*Text provided*.
=======

Ultimate Reading List for Gamblers

If you’re a fan of gambling, whether a committed professional or someone who enjoys a little flutter now and again on the slots or ponies or football, other gamblers’ experiences or strategies should make for fascinating or, at the very least, educational reading.

We’ve put together a diverse selection of non-fiction books, written by or about gamblers and gambling that should appeal to a wide range of interests. In no particular order, here are some of our favorites.

The Greatest Gambling Story Ever Told: A True Tale of Three Gamblers, The Kentucky Derby, and the Mexican Cartel
by Mark Paul
The title of this book is obviously somewhat tongue-in-cheek. The storyline revolves around a filly entered into the 1988 Kentucky Derby (kind of like, A Day at the Derby). The inexperienced racehorse, Winning Colours, had very promising form, but was a complete outsider. Three fun-loving and risk-taking punters decided she could be a winner and placed large bets on her at a racetrack in Tijuana, Mexico. Unbeknown to them, the bookies were suspected members of a drug cartel and when this rank outsider won the Derby, the three had to think of a way to claim their winnings without becoming victims of the hostile criminals. Riskiest bet ever?

Bringing Down the House: The Inside Story of Six MIT Students Who Took Vegas for Millions
by Ben Mezrich
The book is the true story of an MIT professor who tutored his students in a Blackjack count-carding strategy that would allow them to take Las Vegas casinos to the cleaners, and they did. Although the book is classified as non-fiction, it is alleged that it contains a lot of fictitious elements, and that some incidents were greatly exaggerated. The book was adapted into the movies 21 and The Last Casino.

=======

*Provided records*.

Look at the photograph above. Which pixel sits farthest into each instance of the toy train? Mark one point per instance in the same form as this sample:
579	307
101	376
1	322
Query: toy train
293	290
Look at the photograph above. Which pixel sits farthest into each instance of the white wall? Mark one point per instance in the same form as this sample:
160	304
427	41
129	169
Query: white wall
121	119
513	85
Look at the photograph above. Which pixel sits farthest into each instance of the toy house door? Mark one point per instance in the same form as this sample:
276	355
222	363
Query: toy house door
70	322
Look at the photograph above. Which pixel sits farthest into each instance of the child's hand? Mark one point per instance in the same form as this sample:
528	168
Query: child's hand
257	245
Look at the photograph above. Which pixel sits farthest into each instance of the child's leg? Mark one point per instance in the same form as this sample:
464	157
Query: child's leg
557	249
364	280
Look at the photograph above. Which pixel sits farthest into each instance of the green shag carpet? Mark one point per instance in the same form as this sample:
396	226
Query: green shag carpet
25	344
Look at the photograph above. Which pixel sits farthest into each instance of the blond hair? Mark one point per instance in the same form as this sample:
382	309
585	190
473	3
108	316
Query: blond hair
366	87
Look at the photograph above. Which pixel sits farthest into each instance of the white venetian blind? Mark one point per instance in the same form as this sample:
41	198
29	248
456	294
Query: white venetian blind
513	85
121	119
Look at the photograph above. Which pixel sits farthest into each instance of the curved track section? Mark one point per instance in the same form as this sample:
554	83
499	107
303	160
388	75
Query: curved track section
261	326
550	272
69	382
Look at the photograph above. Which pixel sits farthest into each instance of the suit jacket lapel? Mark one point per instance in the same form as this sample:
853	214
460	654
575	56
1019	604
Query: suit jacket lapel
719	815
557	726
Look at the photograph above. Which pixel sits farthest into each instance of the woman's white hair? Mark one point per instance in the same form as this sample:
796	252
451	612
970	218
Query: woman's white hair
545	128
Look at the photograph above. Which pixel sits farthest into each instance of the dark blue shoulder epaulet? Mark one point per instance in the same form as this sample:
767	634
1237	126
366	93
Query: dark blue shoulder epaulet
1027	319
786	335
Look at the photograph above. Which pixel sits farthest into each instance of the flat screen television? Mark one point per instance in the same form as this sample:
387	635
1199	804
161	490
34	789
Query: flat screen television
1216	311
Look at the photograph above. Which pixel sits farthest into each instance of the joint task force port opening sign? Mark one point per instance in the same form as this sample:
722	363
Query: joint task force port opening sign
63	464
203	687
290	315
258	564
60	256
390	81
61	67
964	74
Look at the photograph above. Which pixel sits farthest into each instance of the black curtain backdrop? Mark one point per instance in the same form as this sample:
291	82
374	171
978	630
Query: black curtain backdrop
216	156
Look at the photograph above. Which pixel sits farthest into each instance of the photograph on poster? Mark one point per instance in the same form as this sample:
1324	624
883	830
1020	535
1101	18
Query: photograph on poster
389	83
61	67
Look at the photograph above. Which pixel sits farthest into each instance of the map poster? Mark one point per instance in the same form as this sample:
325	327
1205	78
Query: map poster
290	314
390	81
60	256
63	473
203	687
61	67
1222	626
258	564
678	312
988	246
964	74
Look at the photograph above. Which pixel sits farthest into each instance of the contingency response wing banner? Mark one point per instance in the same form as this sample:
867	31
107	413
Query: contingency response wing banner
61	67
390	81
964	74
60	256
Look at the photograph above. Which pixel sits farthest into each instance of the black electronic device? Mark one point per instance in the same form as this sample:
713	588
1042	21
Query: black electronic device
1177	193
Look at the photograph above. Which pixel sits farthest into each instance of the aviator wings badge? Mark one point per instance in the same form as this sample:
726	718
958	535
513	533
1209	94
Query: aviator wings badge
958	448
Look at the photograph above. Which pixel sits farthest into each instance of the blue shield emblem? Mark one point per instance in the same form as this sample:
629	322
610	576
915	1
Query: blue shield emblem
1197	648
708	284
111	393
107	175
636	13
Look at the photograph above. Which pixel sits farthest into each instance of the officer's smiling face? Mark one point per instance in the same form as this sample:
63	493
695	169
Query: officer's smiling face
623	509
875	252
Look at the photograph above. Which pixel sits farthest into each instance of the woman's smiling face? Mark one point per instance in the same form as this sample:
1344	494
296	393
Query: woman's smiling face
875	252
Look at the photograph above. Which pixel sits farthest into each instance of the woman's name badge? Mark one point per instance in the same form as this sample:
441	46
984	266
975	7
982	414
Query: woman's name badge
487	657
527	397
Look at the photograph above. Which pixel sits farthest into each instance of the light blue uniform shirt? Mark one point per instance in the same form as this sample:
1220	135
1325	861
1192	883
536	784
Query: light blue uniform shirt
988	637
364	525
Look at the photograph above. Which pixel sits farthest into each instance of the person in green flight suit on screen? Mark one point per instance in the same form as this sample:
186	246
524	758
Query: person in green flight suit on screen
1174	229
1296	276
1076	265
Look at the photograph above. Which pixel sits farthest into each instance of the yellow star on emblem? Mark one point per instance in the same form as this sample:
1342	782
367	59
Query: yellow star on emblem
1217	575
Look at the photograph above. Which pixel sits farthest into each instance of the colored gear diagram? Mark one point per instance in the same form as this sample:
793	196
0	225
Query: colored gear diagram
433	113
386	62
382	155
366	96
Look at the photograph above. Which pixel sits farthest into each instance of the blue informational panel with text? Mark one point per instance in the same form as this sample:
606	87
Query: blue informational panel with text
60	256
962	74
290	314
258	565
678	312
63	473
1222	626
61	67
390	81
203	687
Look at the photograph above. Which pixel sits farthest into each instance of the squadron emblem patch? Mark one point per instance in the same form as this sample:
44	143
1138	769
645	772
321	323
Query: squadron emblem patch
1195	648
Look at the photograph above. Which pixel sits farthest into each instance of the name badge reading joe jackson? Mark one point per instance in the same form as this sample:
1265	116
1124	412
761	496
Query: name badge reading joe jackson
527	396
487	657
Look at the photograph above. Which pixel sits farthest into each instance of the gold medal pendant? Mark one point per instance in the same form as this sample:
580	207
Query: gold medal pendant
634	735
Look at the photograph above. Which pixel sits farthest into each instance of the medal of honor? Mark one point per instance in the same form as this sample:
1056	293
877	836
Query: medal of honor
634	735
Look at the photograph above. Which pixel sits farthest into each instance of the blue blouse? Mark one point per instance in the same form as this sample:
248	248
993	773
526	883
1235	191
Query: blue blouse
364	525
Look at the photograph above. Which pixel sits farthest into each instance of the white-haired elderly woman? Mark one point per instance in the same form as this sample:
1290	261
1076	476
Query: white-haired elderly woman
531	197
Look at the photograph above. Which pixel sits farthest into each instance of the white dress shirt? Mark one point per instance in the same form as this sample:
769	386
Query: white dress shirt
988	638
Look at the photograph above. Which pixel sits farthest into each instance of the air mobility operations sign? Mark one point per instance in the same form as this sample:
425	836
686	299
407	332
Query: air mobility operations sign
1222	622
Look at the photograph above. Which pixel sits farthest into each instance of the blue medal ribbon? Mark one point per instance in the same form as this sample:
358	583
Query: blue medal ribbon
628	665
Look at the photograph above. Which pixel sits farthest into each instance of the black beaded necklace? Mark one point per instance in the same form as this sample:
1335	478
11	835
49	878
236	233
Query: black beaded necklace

=======

*Objectives*.
a. Gather every line of the records containing the string "shield", matching case exactly.
b. Resume the reading list of gambling books from the point where it stops.
The records have no connection to the text about books for gamblers.

*Solved tasks*.
a.
Look at the photograph above. Which pixel sits farthest into each instance of the blue shield emblem? Mark one point per instance in the same form as this sample:
Query: blue shield emblem

b.
What is for real is that various MIT teams won an awful lot of money before the casinos devised ways of shutting them down.

The Biggest Bluff: How I Learned to Pay Attention, Master Myself, and Win
by Maria Konnikova
This book explores a gambler’s psychology ¬– specifically poker players. Author and psychologist Maria Konnikova provides insight into how she was able to predict human behavior which gave her the edge at the poker table.
She had won over $300,000 at the time of publishing, but this figure is growing as she continues to sit at live poker tables and beat her opponents. Konnikova continues to work as a psychologist, researcher and writer, keeping poker as a (lucrative) hobby. From a complete poker novice to one of the most notable women in the game, her achievement is admirable (and hopefully can be emulated).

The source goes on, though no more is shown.